## Selected extract
Hidden Faces is an American soap opera that aired on NBC from December 30, 1968 to June 27, 1969. The series was created by Irving Vendig, who also created the long-running Procter & Gamble serial The Edge of Night. The serial focused on a law firm that was dealing with a high profile murder case throughout its 127-episode run; the main romantic angle had the firm's senior partner, Arthur Adams, becoming involved with client Kate Logan, a female surgeon accused of murder, which Adams and partner Nick Turner acquitted her of. Charles Fisher was the producer of the program, which was an in-house NBC production.[1][2]

The show was an production of NBC, and was the only NBC-owned soap opera at the time. (The network was later to own How to Survive a Marriage and to purchase The Doctors from that show's sponsor Colgate-Palmolive.)

The show's leading stars were Conard Fowkes as Adams, Gretchen Walther as Logan, and Tony Lo Bianco as Turner. Others in the cast inclulded Linda Blair (child actress who was later nominated for an Academy award) Robin Braxton, Ludi Claire, Betsy Durkin, Joseph Daly, Rita Gam, Lloyd Hollar, Stephen Joyce, John Karlen, Nat Pollen, future Oscar winner Roy Scheider, Louise Shaffer, and Grethen Walther.

Broadcast history

Hidden Faces replaced Let's Make a Deal at 1:30 p. m. (12:30 Central) after disputes between NBC and the packagers of Let's Make a Deal Stefan Hatos and Monty Hall caused the game/participation show to move to ABC. Facing the ABC Let's Make a Deal and CBS' As the World Turns, Hidden Faces performed poorly and, unusual for daytime serials in that era, was pulled after only six months in favor of the Bill Leyden-hosted game You're Putting Me On. With almost all of the fans of Let's Make a Deal's following their show to ABC, Hidden Faces could not get a foothold among viewers, since soap opera fans instinctively preferred the then-top-rated As the World Turns. Hidden Faces was the first of eight programs that NBC put in the timeslot of Let's Make a Deal between its departure and the expansion of Days of Our Lives to an hour on April 21, 1975. Of those eight shows, only Three on a Match lasted longer than a year.

## Dataset excerpts

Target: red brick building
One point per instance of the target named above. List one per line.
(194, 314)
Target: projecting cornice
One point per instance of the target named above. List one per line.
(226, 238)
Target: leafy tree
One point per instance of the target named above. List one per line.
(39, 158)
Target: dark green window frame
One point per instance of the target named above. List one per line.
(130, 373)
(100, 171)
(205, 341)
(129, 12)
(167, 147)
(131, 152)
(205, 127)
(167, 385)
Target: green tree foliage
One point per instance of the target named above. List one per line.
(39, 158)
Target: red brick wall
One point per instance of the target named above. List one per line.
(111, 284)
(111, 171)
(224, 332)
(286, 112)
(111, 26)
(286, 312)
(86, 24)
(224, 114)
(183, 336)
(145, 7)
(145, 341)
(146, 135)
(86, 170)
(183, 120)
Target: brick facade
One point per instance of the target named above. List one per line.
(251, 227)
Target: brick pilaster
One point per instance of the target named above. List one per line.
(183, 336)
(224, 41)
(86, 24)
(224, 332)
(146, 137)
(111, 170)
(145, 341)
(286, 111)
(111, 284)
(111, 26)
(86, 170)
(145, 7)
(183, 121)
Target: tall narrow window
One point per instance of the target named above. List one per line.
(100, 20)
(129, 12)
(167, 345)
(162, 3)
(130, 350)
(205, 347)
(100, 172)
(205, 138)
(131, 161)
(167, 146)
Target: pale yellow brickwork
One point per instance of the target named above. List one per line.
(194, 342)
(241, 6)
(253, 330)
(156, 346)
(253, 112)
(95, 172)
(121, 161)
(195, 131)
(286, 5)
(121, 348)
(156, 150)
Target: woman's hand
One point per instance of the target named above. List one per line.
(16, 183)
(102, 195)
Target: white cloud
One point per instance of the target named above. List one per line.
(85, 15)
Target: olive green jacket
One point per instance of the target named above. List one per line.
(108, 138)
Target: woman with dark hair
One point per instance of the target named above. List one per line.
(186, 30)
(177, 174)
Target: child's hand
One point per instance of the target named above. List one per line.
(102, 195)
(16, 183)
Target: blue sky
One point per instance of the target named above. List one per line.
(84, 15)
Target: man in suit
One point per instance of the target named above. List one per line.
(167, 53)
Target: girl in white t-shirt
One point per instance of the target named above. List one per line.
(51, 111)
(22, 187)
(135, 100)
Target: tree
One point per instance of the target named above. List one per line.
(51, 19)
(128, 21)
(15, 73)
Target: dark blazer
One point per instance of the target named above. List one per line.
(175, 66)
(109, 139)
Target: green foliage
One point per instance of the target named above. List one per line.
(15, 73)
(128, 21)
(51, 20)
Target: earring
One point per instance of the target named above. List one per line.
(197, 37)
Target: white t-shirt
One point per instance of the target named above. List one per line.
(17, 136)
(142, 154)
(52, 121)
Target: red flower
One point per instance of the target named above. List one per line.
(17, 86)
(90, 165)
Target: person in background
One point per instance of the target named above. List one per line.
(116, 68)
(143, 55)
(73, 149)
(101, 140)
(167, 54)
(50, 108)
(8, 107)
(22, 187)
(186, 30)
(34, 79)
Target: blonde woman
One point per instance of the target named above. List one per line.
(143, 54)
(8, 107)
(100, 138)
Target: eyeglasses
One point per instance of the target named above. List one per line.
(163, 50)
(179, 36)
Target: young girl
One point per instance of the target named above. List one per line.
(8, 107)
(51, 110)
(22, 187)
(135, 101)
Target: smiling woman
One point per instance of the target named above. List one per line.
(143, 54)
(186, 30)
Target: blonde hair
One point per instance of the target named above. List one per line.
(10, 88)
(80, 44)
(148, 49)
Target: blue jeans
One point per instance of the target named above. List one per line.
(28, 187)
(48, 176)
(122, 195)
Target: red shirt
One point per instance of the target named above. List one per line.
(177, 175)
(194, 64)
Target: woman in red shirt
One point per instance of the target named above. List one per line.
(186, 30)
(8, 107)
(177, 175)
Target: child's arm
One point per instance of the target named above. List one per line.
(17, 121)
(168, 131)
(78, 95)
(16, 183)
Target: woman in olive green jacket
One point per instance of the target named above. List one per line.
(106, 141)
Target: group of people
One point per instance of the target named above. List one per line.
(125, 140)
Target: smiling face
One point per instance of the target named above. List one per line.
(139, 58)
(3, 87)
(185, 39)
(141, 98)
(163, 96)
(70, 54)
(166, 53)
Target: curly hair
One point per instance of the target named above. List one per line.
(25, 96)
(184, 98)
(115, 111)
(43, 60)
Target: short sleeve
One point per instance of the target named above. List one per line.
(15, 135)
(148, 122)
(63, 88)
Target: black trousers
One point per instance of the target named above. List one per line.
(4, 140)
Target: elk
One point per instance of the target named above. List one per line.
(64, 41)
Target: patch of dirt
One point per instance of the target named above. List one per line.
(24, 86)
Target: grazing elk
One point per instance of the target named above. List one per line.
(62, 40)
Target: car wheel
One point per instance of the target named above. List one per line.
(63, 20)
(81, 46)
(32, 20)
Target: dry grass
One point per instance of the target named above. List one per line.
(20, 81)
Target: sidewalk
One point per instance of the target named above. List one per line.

## Tasks to carry out
1 - According to the Hidden Faces article, how many episodes did the serial run?
2 - Translate this sentence from the Hidden Faces article into Spanish: "Charles Fisher was the producer of the program, which was an in-house NBC production."
None of the data above is needed.

## Responses to the tasks
1 - 127 episodes.

2 - Charles Fisher fue el productor del programa, que era una producción interna de NBC.